* **What is expected**:
Beginning with the line containing "Where can the white cup" and ending with the last line, repeat the records exactly.

----- Provided records

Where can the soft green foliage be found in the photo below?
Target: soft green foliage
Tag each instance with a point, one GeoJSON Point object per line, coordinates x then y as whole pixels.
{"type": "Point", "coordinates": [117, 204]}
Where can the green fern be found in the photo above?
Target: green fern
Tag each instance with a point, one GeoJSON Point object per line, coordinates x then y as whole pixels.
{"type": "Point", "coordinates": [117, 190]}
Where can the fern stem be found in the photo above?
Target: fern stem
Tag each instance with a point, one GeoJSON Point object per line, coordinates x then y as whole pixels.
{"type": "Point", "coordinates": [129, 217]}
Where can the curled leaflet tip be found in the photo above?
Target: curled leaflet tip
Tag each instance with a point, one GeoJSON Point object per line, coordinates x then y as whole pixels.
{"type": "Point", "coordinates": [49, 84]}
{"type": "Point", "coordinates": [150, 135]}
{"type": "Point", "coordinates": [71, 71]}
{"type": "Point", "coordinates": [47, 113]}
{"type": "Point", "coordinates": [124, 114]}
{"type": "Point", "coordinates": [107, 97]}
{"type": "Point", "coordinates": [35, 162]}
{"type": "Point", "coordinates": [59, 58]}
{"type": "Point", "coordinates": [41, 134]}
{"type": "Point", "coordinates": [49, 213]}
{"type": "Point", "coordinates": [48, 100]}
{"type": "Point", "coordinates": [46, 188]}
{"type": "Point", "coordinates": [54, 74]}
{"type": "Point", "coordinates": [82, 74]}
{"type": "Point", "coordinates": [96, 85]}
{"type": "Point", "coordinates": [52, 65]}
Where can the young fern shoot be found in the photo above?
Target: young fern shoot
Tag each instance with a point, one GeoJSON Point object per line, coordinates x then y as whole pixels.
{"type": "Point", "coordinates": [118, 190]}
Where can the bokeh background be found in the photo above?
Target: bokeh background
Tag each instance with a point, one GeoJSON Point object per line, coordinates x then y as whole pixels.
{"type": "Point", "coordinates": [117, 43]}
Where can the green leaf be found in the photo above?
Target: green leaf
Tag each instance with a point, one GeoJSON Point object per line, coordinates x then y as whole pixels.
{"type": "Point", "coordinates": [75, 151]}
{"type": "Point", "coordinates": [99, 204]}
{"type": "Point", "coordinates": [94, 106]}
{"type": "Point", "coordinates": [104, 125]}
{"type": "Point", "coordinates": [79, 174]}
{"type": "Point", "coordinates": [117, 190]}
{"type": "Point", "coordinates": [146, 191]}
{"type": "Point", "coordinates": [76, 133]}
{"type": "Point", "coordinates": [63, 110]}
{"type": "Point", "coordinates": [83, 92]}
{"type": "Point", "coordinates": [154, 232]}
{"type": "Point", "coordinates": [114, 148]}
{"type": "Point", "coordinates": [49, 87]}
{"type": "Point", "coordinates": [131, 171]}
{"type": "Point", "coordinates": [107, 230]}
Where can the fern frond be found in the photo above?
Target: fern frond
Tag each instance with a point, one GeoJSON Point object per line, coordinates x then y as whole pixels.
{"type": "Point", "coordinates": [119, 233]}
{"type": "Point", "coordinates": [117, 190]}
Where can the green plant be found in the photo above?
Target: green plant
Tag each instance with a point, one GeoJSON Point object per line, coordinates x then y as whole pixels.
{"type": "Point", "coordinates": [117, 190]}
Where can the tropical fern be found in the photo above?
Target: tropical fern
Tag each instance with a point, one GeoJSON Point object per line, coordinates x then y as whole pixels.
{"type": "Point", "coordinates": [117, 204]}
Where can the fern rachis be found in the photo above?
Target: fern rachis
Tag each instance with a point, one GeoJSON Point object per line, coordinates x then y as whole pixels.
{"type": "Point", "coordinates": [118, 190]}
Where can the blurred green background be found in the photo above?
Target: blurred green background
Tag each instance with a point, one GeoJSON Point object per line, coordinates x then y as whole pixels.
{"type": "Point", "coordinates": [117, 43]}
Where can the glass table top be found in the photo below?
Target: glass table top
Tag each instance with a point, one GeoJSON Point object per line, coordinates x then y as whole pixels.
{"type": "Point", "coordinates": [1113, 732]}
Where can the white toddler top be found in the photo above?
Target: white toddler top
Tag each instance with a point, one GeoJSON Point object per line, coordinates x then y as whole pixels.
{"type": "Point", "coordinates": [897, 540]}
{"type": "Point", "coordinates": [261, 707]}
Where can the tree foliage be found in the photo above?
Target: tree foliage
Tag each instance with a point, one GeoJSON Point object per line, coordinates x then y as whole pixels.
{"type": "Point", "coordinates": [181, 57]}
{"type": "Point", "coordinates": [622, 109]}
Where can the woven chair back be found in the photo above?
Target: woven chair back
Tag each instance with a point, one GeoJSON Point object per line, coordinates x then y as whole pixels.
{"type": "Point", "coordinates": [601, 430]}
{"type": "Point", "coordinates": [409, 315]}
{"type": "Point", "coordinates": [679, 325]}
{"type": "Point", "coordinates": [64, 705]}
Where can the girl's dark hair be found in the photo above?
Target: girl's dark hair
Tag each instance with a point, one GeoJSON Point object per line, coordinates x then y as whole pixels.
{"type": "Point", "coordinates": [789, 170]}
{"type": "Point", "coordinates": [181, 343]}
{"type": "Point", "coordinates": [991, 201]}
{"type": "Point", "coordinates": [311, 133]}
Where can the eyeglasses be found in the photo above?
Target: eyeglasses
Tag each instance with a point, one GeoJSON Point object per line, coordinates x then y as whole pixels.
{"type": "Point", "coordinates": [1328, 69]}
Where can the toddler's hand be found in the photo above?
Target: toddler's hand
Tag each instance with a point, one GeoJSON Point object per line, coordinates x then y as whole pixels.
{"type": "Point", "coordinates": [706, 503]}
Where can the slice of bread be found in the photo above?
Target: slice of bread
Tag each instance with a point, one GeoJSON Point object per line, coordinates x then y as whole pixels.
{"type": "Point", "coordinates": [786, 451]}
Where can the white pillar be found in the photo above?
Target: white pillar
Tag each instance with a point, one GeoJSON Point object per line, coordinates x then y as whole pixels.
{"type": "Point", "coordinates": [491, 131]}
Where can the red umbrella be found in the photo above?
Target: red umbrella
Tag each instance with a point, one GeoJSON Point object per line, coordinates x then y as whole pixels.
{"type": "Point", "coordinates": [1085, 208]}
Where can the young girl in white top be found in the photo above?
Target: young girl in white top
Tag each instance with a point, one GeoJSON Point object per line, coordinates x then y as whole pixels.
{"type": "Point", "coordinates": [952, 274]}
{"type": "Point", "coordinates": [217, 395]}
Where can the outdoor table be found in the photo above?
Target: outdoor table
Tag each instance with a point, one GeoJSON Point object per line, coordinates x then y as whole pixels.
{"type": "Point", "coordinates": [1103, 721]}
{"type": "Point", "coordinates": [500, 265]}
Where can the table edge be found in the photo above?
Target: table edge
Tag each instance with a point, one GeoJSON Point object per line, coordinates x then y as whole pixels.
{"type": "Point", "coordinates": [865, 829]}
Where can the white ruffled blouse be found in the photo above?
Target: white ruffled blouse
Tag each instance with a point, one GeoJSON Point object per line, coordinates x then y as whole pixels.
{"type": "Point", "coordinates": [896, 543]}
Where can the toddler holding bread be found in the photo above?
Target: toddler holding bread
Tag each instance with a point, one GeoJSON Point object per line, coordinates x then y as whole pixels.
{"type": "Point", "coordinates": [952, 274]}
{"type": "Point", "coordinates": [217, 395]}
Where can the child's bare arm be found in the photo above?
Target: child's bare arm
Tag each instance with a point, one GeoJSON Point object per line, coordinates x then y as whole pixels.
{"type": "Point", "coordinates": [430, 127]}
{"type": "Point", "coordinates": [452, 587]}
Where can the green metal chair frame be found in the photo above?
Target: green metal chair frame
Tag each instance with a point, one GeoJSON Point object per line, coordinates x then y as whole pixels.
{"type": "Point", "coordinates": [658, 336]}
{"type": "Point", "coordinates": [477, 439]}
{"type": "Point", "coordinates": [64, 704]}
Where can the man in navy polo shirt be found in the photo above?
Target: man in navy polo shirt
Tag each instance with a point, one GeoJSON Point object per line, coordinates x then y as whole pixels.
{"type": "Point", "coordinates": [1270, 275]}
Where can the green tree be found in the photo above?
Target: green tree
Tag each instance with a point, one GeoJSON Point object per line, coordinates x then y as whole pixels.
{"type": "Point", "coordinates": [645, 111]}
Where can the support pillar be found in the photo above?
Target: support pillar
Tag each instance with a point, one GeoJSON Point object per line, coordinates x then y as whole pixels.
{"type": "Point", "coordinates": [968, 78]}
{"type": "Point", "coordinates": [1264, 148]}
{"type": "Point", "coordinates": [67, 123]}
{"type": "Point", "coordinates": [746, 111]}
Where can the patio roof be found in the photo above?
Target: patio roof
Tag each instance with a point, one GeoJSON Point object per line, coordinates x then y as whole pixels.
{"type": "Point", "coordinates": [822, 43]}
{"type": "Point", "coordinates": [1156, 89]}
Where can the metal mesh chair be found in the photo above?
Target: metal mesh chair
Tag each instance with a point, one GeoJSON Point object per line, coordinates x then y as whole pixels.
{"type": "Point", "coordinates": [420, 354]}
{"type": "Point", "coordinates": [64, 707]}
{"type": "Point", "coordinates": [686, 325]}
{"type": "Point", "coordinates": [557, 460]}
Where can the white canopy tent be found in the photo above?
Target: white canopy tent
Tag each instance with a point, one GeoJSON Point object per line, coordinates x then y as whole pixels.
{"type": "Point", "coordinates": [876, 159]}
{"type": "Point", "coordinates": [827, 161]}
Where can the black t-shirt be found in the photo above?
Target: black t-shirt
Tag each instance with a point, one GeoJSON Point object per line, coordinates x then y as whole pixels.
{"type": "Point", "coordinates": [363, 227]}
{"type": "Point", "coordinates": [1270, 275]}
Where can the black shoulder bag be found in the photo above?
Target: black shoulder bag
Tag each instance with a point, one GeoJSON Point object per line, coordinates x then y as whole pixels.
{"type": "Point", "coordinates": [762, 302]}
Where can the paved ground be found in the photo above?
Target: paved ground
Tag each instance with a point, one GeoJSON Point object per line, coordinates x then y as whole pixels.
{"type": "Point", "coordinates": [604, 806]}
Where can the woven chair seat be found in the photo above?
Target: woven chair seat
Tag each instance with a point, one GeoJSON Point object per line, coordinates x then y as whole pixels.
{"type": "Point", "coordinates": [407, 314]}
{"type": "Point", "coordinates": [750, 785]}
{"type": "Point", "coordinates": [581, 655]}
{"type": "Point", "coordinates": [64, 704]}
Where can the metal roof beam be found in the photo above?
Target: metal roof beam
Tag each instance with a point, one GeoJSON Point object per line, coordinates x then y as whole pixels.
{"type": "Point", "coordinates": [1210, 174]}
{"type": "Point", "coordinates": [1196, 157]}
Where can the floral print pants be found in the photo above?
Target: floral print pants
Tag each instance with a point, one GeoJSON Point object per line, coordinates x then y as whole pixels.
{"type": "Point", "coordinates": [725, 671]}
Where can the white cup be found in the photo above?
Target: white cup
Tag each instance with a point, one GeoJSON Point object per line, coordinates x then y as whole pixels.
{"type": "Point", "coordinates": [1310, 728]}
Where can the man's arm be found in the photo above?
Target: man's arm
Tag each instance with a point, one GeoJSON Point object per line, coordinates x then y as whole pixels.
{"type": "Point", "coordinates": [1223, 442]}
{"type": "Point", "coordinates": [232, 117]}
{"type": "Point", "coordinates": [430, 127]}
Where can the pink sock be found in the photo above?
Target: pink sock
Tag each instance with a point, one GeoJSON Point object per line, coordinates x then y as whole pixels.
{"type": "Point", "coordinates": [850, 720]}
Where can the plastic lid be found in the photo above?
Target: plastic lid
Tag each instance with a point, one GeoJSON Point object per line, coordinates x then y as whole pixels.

----------

* **The result**:
Where can the white cup be found in the photo above?
Target: white cup
Tag each instance with a point, one GeoJSON Point object per line, coordinates x then y as whole pixels.
{"type": "Point", "coordinates": [1310, 728]}
Where can the man's arm be found in the photo above?
Target: man's arm
Tag each instance with a point, one GeoJSON Point object per line, coordinates x then y as whole pixels.
{"type": "Point", "coordinates": [1223, 442]}
{"type": "Point", "coordinates": [232, 117]}
{"type": "Point", "coordinates": [430, 127]}
Where can the pink sock be found in the photo above?
Target: pink sock
Tag each instance with a point, one GeoJSON Point object per line, coordinates x then y as whole pixels.
{"type": "Point", "coordinates": [850, 720]}
Where can the plastic lid be found in the photo above?
Target: plastic lid
Tag each instance with a point, one GeoJSON Point object per line, coordinates x then y as whole pixels.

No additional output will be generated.